# Fat In Sausage Question???



## tjohnson (Sep 15, 2012)

I'm making 2 batches of wieners tomorrow, and need to add extra fat to one of them

The recipe calls for extra pork fat to make a jucier dog

Can I substitute Beef Fat or is pork fat better for sausage making?

Will the sausage have a nasty texture because of the beef fat?

Does one have a benefit over the other, or is fat = fat

I just happened to have some extra beef fat thawed out and ready, but also have 1# packages of pork fat in the freezer if the beef fat wont work

THX in Advance!

Todd


----------



## diggingdogfarm (Sep 15, 2012)

There's nothing wrong with beef fat IMHO, it's rich and highly flavorful. 
Lebanon bologna or kosher beef franks & salami wouldn't be so good without lots of good beef fat.


~Martin


----------



## brican (Sep 15, 2012)

- **Try it**:
Decide whether each statement agrees with the forum thread on fat in sausage, answering yes or no and quoting the words of the thread that settle it. 1. The first poster intends to make two batches of wieners. 2. The first poster has no pork fat on hand. 3. The reply recommends against using beef fat.

(Stored data)
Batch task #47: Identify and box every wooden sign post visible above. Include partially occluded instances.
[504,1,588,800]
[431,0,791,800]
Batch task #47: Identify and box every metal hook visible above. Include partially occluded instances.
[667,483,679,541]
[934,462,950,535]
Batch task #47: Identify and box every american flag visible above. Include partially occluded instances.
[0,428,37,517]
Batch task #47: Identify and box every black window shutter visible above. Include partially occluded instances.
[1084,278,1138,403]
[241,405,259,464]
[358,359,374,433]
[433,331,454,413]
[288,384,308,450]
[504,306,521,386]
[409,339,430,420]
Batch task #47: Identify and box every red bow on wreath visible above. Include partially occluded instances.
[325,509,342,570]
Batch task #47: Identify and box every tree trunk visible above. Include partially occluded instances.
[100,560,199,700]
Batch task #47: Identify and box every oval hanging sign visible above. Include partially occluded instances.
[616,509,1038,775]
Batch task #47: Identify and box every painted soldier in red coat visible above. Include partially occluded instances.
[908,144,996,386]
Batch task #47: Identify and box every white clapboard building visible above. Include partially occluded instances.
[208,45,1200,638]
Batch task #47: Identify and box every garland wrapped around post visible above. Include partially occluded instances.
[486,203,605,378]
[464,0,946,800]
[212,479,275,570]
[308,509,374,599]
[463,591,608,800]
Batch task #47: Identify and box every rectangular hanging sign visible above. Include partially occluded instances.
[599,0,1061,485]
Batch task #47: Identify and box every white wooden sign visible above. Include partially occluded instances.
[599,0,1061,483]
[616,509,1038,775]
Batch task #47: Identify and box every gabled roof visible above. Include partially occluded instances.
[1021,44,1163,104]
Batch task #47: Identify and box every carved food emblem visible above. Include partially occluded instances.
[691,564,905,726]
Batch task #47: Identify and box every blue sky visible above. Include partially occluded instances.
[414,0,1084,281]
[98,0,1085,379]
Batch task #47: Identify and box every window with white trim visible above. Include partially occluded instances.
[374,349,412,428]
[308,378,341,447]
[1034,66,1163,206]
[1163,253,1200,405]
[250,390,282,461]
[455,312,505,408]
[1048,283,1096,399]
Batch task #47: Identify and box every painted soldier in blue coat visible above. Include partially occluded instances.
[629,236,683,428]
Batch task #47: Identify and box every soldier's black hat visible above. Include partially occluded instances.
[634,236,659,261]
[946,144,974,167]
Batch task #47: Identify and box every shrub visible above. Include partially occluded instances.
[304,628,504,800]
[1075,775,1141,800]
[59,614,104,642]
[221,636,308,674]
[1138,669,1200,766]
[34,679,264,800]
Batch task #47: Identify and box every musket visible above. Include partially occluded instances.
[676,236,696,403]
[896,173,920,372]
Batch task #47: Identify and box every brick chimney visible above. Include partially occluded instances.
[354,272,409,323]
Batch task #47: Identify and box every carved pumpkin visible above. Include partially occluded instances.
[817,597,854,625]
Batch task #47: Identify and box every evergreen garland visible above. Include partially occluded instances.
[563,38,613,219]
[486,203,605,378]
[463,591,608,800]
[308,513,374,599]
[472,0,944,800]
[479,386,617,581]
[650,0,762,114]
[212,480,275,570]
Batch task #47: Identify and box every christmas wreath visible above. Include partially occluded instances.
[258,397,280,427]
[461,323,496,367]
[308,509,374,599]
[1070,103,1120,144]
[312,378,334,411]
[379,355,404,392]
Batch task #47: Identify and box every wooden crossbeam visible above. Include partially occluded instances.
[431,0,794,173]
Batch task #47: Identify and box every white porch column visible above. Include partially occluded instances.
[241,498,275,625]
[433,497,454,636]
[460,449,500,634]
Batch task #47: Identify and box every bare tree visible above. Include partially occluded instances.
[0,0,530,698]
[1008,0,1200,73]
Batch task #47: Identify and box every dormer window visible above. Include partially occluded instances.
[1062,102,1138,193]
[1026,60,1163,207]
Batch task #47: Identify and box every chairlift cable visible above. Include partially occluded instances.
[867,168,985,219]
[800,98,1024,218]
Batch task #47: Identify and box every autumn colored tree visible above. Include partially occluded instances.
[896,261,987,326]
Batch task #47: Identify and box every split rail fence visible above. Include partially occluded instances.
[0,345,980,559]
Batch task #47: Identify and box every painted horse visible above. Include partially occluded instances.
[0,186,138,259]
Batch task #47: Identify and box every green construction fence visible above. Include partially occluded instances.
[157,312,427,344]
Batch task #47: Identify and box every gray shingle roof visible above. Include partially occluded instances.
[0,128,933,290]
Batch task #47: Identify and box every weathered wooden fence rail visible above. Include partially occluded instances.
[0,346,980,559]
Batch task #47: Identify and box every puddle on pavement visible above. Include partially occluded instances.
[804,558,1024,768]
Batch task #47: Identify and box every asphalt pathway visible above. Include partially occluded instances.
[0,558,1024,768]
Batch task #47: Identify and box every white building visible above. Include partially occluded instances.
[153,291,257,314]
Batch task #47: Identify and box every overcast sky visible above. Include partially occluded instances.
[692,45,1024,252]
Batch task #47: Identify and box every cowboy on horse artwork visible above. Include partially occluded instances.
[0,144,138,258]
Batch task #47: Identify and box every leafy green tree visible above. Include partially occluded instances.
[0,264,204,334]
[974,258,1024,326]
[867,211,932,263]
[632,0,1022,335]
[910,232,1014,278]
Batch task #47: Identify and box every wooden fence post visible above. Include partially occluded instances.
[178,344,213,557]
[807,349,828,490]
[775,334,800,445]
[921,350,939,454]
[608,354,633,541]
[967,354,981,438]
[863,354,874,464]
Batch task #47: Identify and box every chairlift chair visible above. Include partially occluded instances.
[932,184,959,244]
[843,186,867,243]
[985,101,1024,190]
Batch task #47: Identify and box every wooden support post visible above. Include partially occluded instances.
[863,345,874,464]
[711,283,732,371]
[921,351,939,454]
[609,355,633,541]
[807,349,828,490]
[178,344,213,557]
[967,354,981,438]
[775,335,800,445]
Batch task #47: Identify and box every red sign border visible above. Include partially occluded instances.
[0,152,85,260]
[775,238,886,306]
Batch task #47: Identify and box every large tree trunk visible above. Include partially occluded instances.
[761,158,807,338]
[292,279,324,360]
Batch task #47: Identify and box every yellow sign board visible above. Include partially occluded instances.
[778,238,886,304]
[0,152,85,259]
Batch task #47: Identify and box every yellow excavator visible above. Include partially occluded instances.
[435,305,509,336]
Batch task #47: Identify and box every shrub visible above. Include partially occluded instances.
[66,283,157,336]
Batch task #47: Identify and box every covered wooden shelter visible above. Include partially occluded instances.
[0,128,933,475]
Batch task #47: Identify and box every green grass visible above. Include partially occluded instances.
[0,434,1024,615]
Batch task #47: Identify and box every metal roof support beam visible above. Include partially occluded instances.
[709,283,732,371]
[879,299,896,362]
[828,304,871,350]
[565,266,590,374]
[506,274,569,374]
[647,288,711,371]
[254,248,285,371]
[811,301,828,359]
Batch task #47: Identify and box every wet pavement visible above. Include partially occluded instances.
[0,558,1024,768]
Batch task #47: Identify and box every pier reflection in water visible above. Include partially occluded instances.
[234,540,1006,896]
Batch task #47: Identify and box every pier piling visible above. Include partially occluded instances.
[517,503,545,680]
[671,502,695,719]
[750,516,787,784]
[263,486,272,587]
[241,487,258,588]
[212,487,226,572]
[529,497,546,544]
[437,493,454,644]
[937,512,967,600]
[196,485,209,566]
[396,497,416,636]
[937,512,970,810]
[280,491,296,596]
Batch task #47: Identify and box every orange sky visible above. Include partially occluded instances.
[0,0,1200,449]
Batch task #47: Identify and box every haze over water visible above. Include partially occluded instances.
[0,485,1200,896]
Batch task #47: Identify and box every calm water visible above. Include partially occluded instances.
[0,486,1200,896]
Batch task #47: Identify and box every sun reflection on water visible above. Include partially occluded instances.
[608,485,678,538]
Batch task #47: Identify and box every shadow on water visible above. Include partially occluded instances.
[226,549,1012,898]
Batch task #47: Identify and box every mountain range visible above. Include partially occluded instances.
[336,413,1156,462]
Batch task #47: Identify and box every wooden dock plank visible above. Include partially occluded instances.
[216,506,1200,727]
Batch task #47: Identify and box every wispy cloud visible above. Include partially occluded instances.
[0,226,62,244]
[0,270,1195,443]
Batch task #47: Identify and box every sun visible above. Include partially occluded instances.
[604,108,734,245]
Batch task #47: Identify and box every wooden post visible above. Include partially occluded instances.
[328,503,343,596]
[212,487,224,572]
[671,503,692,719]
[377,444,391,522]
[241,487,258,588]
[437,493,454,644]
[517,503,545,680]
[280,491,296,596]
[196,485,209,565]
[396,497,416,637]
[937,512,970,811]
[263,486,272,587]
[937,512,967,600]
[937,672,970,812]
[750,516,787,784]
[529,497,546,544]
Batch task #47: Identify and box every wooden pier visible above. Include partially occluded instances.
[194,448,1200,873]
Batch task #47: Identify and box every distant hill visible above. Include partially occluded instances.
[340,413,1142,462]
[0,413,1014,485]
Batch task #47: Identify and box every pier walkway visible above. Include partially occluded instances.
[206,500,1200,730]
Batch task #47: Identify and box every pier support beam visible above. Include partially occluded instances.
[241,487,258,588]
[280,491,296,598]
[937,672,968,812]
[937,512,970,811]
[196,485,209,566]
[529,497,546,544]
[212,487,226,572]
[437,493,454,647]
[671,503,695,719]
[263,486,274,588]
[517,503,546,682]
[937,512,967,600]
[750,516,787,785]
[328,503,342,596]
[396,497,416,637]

- **Solution to this task**:
1. Yes: "I'm making 2 batches of wieners tomorrow"
2. No: "also have 1# packages of pork fat in the freezer"
3. No: "There's nothing wrong with beef fat IMHO"